J’ai particulièrement aimé Oncle Ceen et Oncle Déthié. Oncle Ceen pour être très tôt venu au secours de sa nièce. Pour avoir tenu tête à sa mère et à ses soeurs pendant que celles-ci malmenaient Sabel. C’est un homme affectueux et juste. Oncle Déthié quant à lui, est un personnage qui séduit parce que derrière son masque d’indifférence il porte en vrai beaucoup d’amour.

J’ai eu un faible pour Kader, l’époux de Sabel. C’est sans aucun doute le genre d’époux que toute femme voudrait avoir. Un homme compréhensif, amoureux, respectueux et fidèle. J’ai aimé son humour et sa complicité avec ses enfants et son épouse. Il a sans aucun doute été un socle pour Sabel.

Certains épisodes de la vie des Cissé étaient décrits tellement rapidement que j’avais du mal à en saisir l’importance. Sabel part en voyage et dans la ligne qui suit elle est aussitôt de retour sans qu’on ait de véritable détails. Le passage de son enfance aux problèmes de drogue qui ont affecté sa vie de famille aurait sans doute pu être un peu plus réduit, ou mieux utilisé. Mais bon, on découvre en même temps juste une vie de famille ordinaire qui petit à petit laisse place au drame.

J’ai eu littéralement mal au coeur avec les problèmes de drogue de Madam. Cela m’a amenée à me poser des questions sur l’éducation des enfants. Je m’en posais déjà, mais je n’avais pas encore accordé un grand intérêt au sujet de la drogue. Que faire en tant que parent lorsque son enfant devient accro à une drogue dure ? Que faire en tant que frères et soeurs lorsque l’un des nôtres sombre dans l’abîme ? Être parent est sans doute l’une des tâches les plus difficiles qui soit. On a beau faire de notre mieux, on ne peut pas diriger complètement la vie de ses enfants. Pourtant face à leurs dérives, on ne peut s’empêcher de se demander où est-ce qu’on a foiré.

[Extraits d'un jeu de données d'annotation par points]
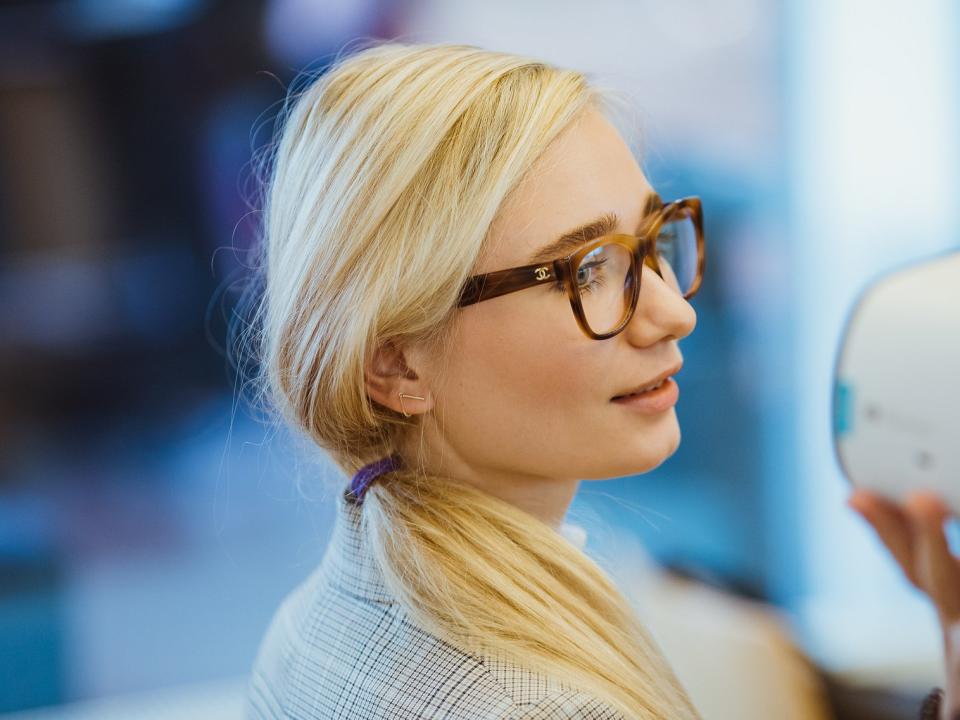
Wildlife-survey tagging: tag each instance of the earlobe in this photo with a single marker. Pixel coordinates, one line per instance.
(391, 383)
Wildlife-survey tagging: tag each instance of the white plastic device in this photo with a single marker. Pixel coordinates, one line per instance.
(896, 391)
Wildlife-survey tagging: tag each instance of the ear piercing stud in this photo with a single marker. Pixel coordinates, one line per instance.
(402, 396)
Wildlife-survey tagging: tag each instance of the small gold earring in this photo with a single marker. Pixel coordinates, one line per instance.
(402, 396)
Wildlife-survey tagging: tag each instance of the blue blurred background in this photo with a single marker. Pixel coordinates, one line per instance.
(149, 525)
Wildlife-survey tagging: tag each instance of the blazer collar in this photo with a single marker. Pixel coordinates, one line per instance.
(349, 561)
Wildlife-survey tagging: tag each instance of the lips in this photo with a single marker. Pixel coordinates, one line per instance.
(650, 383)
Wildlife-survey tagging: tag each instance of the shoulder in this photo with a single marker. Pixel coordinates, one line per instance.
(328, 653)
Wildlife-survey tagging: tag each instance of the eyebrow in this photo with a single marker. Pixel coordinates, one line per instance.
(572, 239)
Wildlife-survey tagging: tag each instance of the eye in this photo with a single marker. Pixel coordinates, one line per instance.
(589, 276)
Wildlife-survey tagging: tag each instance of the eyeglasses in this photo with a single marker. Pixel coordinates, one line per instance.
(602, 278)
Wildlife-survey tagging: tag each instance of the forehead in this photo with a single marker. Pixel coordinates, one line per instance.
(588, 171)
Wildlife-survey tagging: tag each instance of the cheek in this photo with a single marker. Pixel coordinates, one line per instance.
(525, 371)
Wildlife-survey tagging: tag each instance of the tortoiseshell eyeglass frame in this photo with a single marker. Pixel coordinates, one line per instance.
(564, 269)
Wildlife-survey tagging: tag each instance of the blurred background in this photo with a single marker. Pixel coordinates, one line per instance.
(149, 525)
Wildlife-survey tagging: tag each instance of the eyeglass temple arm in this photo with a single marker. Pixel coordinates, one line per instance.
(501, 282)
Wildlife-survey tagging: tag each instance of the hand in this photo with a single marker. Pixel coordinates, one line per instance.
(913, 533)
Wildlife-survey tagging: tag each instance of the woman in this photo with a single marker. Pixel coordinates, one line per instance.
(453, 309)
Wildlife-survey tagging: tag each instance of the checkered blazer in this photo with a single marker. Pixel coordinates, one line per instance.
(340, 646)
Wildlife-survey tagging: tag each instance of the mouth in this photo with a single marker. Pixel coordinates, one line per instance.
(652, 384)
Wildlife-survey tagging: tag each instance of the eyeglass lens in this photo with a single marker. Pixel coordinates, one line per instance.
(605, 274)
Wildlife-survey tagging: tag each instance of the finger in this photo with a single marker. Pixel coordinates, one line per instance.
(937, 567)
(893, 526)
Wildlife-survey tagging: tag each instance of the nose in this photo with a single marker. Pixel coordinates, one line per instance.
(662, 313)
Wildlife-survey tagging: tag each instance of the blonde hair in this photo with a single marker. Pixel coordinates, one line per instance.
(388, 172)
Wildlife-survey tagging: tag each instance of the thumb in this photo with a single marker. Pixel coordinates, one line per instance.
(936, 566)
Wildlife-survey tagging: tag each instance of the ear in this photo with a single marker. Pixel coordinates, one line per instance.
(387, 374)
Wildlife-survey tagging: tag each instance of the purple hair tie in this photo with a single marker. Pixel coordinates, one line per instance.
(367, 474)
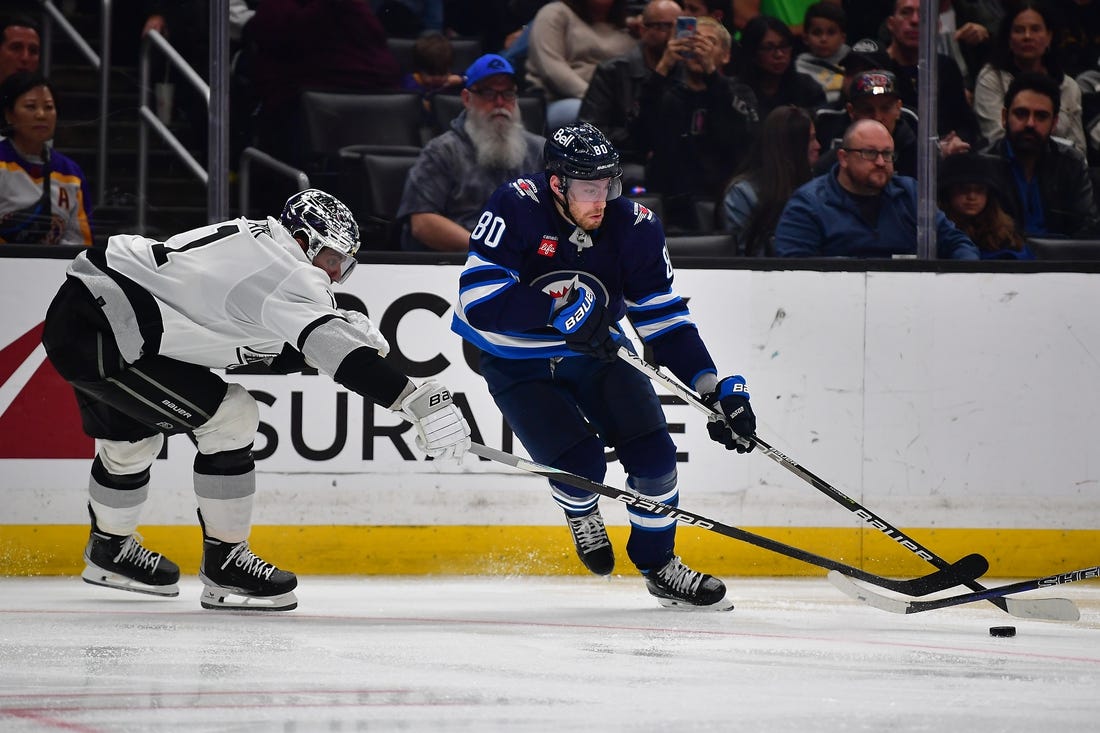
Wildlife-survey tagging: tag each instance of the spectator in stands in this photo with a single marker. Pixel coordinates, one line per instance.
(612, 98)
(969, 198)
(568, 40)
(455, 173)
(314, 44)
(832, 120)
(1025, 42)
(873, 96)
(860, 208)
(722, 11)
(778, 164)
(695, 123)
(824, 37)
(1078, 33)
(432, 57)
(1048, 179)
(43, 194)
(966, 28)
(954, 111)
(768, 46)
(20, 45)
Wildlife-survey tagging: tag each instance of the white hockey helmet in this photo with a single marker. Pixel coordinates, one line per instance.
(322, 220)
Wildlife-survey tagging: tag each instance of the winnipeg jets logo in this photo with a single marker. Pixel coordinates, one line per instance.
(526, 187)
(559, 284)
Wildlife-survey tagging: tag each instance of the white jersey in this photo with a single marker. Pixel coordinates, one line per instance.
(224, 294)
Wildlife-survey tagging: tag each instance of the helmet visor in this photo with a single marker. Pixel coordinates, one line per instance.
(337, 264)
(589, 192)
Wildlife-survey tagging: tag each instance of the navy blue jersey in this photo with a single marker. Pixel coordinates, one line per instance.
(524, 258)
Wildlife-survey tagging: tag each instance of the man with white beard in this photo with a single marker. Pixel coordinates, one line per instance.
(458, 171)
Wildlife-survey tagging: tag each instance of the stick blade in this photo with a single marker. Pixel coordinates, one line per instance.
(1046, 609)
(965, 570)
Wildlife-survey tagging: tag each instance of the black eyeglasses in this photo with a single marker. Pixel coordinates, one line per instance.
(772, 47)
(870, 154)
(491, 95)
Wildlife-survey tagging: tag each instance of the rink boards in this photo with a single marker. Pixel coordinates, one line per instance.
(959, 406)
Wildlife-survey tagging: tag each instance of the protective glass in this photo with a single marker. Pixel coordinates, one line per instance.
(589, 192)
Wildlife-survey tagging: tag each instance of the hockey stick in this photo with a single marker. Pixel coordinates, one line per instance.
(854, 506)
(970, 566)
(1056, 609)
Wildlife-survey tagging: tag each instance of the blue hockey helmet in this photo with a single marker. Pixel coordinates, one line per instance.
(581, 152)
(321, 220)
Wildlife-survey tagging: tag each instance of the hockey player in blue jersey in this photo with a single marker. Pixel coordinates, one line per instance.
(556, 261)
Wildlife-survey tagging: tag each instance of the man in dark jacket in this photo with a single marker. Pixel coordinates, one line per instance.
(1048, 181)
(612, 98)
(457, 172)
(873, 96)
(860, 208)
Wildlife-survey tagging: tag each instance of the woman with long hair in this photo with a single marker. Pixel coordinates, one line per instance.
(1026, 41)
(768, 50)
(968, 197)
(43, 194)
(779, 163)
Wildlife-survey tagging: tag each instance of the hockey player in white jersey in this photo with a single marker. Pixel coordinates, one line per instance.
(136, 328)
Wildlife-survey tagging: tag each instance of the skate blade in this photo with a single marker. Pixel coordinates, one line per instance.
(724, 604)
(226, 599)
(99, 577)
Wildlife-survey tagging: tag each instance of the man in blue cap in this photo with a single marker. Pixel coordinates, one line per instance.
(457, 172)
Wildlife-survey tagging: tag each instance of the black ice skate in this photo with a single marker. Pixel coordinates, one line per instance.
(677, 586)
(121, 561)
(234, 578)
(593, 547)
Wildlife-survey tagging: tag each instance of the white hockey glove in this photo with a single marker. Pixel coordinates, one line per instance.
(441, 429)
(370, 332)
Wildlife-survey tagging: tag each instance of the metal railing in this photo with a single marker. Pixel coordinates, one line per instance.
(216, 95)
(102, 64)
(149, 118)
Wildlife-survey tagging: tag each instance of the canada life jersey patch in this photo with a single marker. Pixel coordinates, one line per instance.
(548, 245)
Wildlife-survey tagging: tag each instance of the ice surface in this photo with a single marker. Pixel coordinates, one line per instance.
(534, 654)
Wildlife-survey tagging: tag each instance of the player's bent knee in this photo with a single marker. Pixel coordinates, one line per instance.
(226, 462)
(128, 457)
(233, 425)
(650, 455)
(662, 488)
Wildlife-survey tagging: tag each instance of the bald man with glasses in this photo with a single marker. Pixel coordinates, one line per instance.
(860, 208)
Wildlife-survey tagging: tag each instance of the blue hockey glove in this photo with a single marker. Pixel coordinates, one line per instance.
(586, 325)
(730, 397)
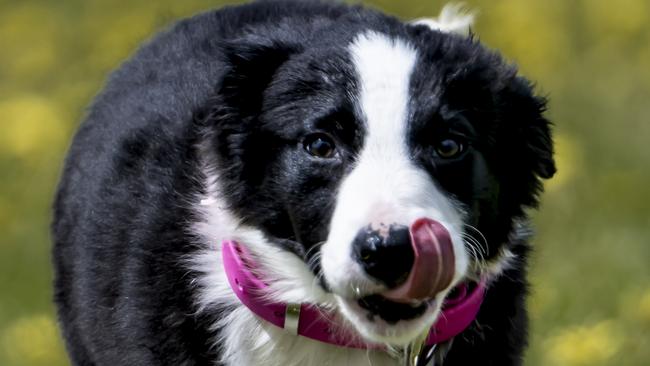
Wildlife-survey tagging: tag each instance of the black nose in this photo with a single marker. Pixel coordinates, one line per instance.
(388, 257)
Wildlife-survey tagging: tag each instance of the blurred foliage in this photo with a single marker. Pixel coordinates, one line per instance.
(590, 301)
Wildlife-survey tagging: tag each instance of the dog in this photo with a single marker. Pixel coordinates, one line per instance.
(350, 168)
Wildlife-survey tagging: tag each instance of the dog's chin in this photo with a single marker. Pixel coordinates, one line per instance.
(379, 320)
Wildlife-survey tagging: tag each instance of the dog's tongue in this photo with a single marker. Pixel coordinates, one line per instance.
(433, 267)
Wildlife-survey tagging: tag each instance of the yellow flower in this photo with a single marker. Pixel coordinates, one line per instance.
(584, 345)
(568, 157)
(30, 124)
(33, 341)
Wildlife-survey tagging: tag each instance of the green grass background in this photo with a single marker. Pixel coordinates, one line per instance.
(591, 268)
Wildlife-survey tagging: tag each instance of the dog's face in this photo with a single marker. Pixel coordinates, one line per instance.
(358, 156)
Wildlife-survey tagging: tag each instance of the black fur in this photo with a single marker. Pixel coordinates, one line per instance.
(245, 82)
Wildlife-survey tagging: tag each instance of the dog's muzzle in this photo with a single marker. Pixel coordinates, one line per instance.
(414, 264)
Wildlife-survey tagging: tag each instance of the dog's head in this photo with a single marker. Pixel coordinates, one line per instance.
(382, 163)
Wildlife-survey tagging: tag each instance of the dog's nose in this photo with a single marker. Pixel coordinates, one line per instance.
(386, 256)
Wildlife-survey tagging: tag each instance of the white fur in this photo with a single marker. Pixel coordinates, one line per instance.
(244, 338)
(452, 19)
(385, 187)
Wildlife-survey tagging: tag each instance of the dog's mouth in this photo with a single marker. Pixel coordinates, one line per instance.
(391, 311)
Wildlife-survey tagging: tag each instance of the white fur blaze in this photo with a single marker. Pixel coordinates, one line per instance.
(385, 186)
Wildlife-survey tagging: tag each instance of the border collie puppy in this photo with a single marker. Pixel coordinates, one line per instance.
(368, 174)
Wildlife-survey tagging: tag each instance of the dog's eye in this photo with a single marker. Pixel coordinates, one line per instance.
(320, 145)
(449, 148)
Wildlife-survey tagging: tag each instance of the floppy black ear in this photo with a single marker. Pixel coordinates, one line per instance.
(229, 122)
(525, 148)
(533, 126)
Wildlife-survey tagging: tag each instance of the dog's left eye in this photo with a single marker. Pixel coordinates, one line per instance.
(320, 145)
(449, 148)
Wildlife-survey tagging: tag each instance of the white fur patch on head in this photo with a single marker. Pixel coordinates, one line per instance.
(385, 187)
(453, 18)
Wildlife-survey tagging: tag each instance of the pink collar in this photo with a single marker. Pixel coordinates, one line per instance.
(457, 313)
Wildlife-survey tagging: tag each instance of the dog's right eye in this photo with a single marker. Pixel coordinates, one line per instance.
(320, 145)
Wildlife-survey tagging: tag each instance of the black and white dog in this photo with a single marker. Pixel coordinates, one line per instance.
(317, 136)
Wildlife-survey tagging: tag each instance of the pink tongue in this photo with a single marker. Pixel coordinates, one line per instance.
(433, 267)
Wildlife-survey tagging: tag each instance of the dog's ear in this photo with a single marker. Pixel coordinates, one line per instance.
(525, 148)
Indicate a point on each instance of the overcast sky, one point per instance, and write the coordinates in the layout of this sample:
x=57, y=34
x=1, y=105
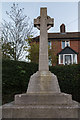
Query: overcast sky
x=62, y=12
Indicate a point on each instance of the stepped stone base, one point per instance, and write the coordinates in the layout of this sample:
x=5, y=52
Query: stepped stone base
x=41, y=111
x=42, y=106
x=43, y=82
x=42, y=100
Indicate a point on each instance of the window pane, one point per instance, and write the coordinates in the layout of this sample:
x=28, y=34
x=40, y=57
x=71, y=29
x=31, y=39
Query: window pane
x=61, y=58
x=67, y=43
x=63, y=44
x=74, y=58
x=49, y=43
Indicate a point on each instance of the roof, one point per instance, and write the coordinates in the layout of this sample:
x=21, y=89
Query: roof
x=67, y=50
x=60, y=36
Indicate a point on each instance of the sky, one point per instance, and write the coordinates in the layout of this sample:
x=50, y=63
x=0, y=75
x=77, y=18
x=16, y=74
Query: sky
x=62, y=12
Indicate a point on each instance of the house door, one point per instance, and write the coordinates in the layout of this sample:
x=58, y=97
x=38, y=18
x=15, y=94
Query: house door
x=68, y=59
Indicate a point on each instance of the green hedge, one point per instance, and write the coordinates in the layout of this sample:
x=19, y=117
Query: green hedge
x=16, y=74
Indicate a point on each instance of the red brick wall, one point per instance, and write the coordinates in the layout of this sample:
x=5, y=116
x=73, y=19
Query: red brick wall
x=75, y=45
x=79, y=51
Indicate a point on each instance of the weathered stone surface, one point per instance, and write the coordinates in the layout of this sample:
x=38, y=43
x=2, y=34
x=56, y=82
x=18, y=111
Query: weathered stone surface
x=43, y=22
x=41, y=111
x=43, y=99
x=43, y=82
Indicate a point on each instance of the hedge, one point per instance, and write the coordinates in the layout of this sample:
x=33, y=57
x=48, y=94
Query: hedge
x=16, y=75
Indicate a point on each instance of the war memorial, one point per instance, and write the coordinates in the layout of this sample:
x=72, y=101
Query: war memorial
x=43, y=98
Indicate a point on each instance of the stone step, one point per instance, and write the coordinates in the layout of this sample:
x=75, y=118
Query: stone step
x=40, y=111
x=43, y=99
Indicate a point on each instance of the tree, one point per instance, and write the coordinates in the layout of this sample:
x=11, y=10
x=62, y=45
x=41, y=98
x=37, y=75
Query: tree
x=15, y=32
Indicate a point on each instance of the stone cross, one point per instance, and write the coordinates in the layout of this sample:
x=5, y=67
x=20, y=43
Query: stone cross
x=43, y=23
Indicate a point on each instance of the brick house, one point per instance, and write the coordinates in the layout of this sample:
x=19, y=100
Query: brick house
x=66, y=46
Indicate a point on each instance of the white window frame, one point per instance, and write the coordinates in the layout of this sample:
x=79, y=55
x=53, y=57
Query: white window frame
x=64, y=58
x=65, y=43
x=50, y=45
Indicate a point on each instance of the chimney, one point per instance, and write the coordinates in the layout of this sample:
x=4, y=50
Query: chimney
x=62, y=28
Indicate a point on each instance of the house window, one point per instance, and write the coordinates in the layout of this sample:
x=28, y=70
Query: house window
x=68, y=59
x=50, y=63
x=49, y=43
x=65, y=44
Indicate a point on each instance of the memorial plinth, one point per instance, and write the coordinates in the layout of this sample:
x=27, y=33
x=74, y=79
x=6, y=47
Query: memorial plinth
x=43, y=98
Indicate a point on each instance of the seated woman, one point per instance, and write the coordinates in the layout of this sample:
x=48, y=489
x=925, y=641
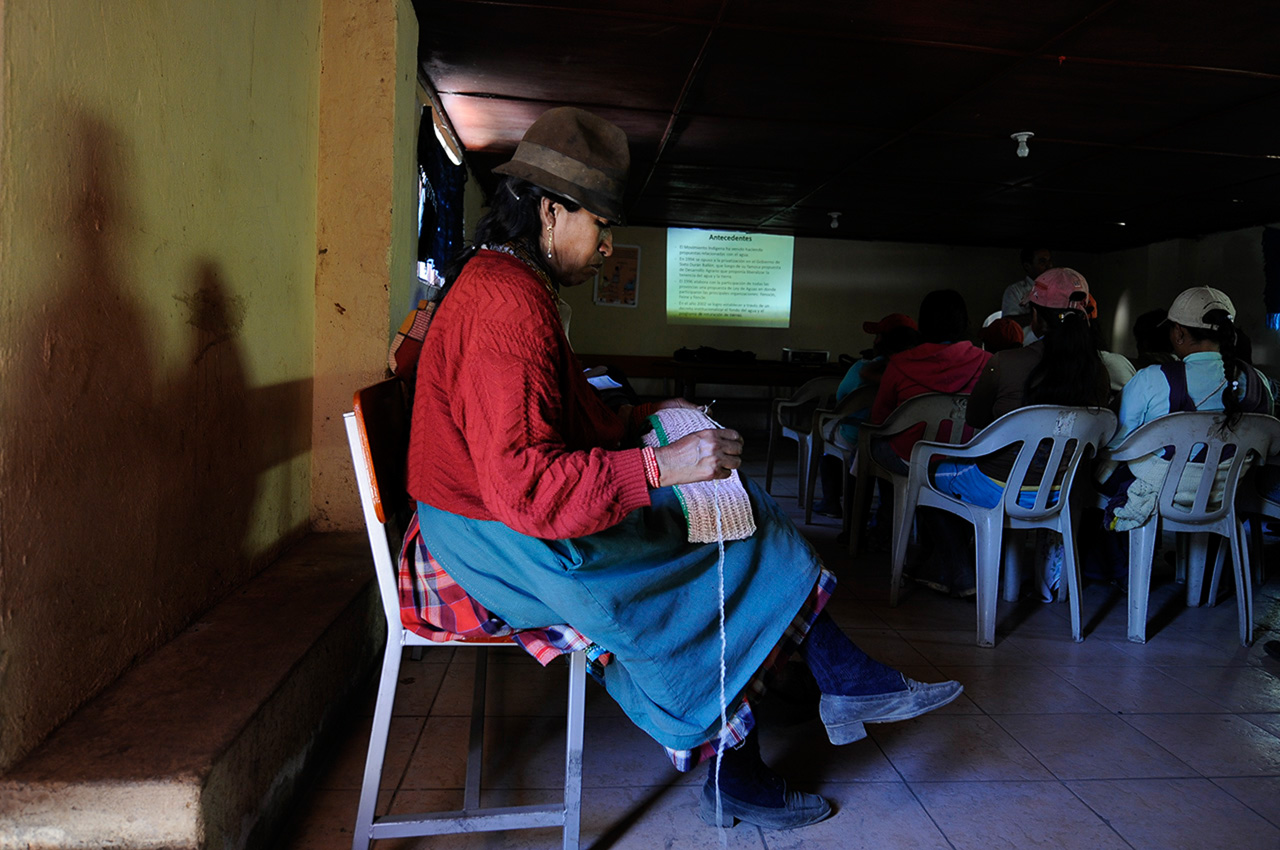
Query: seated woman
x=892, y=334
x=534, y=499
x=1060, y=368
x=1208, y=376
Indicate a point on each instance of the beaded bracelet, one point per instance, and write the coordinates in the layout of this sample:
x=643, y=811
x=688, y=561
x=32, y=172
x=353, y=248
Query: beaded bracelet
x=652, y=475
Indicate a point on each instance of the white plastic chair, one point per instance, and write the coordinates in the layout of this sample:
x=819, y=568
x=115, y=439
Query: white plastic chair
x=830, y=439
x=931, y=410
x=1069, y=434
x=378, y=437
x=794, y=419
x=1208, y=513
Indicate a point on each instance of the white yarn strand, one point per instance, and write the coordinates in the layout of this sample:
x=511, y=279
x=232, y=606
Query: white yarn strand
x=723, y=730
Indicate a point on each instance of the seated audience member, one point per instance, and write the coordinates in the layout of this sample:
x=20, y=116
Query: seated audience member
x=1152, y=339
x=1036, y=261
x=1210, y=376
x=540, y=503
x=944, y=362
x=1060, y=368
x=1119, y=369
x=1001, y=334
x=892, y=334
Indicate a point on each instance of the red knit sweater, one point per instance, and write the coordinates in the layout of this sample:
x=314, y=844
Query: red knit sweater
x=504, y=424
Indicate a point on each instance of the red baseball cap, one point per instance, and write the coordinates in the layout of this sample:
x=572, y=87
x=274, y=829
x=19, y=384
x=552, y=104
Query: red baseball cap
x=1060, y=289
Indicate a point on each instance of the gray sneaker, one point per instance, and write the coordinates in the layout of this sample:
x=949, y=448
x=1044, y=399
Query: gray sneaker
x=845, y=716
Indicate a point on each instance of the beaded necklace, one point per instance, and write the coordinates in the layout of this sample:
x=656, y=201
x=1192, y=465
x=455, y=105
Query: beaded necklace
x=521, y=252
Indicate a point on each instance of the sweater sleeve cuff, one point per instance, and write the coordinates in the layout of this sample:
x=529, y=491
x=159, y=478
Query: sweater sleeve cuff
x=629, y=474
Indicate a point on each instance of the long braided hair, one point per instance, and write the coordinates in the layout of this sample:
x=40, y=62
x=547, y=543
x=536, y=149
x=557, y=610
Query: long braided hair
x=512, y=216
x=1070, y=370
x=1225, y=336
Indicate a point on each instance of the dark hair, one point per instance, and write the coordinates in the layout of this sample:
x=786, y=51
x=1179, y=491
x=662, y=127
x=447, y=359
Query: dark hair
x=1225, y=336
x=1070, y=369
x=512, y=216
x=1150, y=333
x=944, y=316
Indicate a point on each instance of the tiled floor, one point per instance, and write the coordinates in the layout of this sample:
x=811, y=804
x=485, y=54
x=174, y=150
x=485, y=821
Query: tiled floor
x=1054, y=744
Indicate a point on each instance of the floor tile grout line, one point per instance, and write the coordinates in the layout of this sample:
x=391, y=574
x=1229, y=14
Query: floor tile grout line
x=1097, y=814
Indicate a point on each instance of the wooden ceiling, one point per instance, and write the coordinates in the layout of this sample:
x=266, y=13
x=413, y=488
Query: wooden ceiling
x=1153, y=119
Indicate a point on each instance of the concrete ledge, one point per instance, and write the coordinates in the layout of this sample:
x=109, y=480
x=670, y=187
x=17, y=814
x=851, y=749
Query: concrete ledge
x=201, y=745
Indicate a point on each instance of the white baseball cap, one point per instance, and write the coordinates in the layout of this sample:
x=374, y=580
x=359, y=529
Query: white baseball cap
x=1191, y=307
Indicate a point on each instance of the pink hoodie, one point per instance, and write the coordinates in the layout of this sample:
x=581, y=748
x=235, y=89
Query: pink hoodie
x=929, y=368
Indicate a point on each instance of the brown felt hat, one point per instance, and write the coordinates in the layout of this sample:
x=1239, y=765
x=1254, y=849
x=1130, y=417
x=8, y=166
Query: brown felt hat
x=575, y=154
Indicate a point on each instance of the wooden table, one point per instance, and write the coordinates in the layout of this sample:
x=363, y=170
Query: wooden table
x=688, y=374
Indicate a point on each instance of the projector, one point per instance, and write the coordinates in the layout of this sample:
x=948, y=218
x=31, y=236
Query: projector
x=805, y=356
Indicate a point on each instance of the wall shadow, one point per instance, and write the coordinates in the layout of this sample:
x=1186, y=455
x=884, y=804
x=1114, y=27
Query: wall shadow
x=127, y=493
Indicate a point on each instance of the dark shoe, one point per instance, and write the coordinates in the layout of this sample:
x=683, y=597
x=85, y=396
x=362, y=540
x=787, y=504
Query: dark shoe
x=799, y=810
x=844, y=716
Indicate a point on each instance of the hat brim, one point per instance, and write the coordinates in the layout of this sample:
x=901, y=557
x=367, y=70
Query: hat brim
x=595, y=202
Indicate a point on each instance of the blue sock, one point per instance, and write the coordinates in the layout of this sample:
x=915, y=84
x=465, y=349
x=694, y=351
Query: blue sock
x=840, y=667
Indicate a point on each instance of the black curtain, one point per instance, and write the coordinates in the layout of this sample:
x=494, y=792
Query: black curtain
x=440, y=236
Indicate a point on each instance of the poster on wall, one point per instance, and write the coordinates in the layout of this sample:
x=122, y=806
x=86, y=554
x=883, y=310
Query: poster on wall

_ÉNONCÉ 1_
Répondez aux questions suivantes à partir de la source.
(a) Comment s'appelle l'époux de Sabel ?
(b) À qui Oncle Ceen a-t-il tenu tête ?
(c) Quel personnage a des problèmes de drogue ?
_ÉNONCÉ 2_
Traduisez en anglais cette phrase de la source : « Être parent est sans doute l'une des tâches les plus difficiles qui soit. »

_RÉSULTAT 1_
(a) Kader.
(b) À sa mère et à ses soeurs.
(c) Madam.

_RÉSULTAT 2_
Being a parent is undoubtedly one of the most difficult tasks there is.